[Text passage Boundary: Start]

Comment by OkayPhysicist

14 days ago

That's a pretty weak take. The difference between philosophy texts on ethics and the better self-help texts are just the difference between pulp fiction and classic novels. Time needs to pass before anybody is willing to go "actually, this is worth analyzing". That said, there's a lot of self-help that isn't philosophical (or, more exactly, don't attempt to defend the philosophy that they present the conclusions of).

Consider the difference between. "Thou shalt not kill, thou shalt not commit adultry" and "you shouldn't kill or sleep with your neighbor's wife because both actions cause more harm than they provide benefit, which ought be our goal because the conclusions of such a cost/benefit analysis closely align to most people's natural sense of right and wrong". The former is a statement of morals. If you include the "...because God said so, and God is always right", then it becomes an ethical argument, like the second. The key is arguing the why down to axioms, and defending those axioms as superior to other axioms.

A self-help book like "How to win friends and influence people" provides rules to follow, to achieve a desired outcome, and attempts to explain why the rules work. It doesn't spend much, if any (it's been a while) energy arguing why you should want the desired outcome, or if the desired outcome is actually a good thing.

> Time needs to pass before anybody is willing to go "actually, this is worth analyzing".

[Text passage Boundary: End]

Does the comment agree with each statement below? Answer yes or no for each, and quote the words from the comment that settle it.
1. The self-help book "How to win friends and influence people" tries to explain why its rules work.
2. "Thou shalt not kill, thou shalt not commit adultry" is, by itself, an ethical argument.
3. All self-help is philosophical.
You can skip the records; they aren't needed here.

[Dataset entries Boundary: Start]

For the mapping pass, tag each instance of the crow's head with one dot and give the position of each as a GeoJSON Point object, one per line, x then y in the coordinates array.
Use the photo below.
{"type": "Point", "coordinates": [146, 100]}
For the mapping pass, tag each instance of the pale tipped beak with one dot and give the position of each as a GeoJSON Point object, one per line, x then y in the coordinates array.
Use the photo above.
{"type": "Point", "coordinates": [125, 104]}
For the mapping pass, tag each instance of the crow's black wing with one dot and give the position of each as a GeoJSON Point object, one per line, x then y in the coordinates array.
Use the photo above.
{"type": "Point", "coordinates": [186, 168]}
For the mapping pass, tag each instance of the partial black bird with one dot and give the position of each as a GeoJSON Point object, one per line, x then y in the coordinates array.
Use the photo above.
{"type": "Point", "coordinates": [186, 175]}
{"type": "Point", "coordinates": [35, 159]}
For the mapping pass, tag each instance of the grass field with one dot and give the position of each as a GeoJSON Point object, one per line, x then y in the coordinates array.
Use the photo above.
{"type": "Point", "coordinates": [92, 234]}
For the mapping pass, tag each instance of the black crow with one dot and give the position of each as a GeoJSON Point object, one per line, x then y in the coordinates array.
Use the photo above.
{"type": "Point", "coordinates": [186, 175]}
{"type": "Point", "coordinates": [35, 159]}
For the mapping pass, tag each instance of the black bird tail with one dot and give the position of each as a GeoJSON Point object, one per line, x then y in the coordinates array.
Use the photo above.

[Dataset entries Boundary: End]

Answer for this exercise:
1. Yes: "provides rules to follow, to achieve a desired outcome, and attempts to explain why the rules work"
2. No: "The former is a statement of morals."
3. No: "there's a lot of self-help that isn't philosophical"